INSTRUCTION: Please report how many lines in the rows below contain the string "handrail", with letter case counting, and give only that number.

RAW DATA:

┏━━

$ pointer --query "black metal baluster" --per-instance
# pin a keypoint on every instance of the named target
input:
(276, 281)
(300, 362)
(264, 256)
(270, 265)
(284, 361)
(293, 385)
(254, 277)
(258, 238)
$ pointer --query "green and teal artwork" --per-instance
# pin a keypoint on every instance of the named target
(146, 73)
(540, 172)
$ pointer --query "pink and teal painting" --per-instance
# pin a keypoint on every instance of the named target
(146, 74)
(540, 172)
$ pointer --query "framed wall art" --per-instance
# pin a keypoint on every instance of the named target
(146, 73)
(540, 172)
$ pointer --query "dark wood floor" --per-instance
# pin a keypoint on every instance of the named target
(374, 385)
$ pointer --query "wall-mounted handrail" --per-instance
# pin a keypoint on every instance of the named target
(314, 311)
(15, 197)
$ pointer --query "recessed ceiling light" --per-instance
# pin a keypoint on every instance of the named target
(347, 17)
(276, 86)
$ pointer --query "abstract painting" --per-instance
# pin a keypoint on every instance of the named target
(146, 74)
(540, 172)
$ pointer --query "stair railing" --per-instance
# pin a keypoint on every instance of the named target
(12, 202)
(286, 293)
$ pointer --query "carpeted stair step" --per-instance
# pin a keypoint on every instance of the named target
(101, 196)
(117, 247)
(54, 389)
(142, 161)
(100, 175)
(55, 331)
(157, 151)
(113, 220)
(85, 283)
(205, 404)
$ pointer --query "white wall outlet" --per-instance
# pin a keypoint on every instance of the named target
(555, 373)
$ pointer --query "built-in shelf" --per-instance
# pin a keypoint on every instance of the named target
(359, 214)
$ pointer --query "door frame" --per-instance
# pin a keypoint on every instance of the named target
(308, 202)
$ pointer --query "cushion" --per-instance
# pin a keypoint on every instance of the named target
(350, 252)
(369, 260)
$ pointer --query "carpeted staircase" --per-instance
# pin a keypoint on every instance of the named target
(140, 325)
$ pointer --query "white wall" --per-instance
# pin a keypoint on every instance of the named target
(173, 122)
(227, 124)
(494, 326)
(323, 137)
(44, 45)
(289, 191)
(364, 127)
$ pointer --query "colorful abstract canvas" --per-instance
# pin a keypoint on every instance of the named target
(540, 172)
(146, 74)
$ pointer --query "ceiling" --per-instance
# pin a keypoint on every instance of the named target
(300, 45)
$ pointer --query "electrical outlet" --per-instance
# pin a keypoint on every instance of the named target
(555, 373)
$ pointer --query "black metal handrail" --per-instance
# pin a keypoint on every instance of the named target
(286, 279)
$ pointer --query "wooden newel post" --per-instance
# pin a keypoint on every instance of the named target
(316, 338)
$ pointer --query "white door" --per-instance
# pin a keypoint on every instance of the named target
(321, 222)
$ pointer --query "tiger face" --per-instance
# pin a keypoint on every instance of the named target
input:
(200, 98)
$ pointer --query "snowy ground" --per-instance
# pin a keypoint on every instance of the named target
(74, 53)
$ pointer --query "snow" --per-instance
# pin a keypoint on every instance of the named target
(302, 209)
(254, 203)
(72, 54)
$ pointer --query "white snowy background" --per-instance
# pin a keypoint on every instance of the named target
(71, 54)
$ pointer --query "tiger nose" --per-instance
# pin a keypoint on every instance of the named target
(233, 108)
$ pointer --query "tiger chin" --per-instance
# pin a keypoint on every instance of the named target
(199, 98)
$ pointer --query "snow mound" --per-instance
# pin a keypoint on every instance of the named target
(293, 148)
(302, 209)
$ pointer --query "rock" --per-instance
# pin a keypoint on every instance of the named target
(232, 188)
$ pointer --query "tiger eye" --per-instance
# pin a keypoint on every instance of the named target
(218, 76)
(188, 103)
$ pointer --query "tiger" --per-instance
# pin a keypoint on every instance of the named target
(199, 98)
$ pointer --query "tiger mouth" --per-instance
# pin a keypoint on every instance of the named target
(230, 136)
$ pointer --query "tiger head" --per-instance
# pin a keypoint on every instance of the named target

┗━━

WRITTEN REPLY: 2